(Source records)
┏━━

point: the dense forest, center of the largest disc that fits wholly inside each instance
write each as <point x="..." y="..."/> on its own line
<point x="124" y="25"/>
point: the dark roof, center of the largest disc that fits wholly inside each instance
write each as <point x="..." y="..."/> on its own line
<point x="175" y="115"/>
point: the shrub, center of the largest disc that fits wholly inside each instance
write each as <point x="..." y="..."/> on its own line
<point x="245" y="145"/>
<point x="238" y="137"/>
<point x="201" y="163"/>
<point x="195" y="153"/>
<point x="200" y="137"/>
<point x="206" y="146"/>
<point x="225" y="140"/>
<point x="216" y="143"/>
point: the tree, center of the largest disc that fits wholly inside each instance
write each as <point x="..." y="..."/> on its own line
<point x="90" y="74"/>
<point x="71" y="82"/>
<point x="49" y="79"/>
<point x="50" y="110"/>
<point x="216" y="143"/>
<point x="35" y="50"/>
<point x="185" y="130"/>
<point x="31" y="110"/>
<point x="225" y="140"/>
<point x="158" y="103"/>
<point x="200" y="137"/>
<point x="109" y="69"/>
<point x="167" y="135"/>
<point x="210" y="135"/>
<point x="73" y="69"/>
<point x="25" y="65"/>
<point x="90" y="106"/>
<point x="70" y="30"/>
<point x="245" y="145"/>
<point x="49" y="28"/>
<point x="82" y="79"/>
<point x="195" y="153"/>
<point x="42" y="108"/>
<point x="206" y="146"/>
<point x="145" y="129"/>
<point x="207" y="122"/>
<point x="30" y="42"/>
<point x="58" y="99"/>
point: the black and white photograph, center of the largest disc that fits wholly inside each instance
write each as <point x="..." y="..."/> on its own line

┗━━

▸ Exercise requirements
Which of the lines above carry the string "that"? Copy every one.

▸ Task answer
point: the dense forest, center of the largest disc that fits wholly inside each instance
point: the dark roof, center of the largest disc that fits wholly inside each instance
point: the shrub, center of the largest disc that fits wholly inside each instance
point: the tree, center of the largest disc that fits wholly inside each instance
point: the black and white photograph, center of the largest disc that fits wholly inside each instance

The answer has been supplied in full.